■ TASK BRIEF: Output only the lines that run from the one with "Query: window shutter" to the final line of the material, exactly as they are written.
DATASET EXTRACT section start
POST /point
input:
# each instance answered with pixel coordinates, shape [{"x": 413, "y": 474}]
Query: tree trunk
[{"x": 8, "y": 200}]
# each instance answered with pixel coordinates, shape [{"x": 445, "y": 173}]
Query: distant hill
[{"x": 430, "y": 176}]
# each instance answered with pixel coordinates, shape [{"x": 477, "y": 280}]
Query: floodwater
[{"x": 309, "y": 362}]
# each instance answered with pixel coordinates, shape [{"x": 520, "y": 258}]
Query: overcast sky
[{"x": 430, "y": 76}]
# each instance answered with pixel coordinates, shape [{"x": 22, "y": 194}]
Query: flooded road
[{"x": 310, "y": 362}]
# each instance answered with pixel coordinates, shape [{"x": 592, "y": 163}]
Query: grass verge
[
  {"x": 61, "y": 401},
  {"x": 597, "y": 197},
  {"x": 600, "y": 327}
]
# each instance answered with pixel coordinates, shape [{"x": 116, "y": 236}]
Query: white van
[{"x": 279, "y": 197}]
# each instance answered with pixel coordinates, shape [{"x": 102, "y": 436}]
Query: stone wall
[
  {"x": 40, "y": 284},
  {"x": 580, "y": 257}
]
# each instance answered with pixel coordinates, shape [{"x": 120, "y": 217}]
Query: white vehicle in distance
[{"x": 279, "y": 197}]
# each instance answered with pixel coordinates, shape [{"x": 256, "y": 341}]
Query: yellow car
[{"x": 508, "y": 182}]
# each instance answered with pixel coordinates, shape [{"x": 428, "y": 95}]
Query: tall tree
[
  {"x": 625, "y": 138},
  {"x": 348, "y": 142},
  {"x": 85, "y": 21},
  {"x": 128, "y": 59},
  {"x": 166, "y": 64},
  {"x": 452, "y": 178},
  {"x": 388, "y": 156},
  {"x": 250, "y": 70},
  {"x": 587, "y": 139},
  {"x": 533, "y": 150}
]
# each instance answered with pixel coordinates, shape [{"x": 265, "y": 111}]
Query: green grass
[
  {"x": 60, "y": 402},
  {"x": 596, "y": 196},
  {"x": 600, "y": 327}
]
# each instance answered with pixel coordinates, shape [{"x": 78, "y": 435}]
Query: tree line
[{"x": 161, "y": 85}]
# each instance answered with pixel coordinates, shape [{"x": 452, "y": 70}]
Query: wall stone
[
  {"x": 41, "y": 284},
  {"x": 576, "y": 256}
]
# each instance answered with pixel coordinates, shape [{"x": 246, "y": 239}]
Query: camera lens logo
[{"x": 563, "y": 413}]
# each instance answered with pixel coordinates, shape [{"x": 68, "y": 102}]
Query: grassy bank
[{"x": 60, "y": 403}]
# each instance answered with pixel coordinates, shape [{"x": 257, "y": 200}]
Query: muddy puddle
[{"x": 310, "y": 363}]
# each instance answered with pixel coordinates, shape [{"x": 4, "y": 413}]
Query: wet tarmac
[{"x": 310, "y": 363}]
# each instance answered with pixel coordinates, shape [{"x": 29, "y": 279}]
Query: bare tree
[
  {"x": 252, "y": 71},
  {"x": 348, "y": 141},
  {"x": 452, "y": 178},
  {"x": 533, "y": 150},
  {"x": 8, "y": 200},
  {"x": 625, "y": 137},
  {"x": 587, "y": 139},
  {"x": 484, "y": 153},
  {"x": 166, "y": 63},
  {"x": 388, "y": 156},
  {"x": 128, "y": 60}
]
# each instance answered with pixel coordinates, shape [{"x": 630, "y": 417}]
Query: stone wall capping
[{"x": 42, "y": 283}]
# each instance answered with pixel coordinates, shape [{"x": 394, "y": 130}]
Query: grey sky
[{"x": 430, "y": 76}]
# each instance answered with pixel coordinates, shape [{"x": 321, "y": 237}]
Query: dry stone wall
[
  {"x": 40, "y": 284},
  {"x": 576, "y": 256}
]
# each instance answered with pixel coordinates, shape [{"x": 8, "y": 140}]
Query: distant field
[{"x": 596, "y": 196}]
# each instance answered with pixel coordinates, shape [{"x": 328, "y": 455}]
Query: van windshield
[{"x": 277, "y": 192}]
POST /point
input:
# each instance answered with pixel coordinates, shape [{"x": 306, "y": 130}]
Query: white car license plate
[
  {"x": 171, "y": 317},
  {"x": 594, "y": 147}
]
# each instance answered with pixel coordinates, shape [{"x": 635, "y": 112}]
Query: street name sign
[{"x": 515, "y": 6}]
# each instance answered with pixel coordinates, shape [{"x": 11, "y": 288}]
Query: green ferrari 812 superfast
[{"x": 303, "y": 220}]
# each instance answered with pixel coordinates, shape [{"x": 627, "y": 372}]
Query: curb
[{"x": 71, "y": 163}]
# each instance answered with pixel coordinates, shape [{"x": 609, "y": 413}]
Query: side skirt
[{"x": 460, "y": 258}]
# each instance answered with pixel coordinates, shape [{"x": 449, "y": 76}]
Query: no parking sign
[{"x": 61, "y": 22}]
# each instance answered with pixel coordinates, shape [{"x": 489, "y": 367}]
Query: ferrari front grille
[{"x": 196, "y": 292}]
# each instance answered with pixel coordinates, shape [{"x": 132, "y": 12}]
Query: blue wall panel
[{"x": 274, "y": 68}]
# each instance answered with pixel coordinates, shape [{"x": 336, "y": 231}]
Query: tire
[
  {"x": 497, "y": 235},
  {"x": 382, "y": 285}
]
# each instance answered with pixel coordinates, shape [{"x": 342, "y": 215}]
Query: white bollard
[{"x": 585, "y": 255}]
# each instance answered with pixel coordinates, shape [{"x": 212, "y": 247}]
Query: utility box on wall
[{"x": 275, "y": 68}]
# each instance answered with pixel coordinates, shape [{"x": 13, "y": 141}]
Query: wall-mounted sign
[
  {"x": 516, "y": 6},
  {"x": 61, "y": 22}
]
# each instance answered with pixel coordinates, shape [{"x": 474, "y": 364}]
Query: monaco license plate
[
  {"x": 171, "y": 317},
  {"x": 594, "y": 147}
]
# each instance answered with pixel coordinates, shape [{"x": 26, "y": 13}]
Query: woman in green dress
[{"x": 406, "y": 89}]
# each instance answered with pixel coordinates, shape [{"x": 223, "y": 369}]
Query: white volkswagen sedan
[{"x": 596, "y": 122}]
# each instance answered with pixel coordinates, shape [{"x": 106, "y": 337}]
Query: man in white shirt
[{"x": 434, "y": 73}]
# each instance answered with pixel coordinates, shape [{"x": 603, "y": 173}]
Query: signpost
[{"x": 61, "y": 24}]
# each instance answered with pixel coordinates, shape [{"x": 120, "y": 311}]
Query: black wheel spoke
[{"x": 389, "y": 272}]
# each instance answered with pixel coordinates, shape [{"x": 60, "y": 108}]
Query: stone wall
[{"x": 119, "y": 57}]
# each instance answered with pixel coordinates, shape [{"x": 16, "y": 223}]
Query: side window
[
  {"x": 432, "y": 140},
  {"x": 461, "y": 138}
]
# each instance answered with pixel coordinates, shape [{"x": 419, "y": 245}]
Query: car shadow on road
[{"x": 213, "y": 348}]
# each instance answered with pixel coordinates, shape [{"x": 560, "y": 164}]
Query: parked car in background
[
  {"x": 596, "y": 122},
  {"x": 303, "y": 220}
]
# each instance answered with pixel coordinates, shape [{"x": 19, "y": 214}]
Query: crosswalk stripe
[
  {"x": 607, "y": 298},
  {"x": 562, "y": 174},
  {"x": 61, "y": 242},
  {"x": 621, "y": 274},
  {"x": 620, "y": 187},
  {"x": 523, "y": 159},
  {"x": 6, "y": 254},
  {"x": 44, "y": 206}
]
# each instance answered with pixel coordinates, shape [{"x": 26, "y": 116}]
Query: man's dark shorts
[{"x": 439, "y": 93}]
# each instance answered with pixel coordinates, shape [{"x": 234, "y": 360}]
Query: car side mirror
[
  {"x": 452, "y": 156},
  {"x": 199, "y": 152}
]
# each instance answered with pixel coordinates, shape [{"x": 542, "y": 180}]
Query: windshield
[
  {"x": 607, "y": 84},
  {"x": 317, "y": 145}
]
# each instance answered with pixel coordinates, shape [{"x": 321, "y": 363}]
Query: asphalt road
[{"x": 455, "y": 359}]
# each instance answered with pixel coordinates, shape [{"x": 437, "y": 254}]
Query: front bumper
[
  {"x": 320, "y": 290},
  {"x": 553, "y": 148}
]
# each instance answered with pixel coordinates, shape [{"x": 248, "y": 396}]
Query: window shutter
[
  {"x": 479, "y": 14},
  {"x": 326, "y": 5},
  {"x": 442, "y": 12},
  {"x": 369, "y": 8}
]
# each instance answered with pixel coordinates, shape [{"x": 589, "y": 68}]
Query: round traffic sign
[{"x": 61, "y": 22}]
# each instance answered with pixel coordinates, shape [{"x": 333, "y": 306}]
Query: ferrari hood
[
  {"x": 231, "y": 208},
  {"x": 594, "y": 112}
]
DATASET EXTRACT section end
■ EXPECTED OUTPUT:
Query: window shutter
[
  {"x": 479, "y": 14},
  {"x": 326, "y": 5},
  {"x": 442, "y": 12},
  {"x": 369, "y": 8}
]
# each instance answered with pixel coordinates, shape [{"x": 589, "y": 68}]
Query: round traffic sign
[{"x": 61, "y": 22}]
# each instance answered with pixel coordinates, shape [{"x": 333, "y": 306}]
Query: ferrari hood
[
  {"x": 231, "y": 208},
  {"x": 594, "y": 112}
]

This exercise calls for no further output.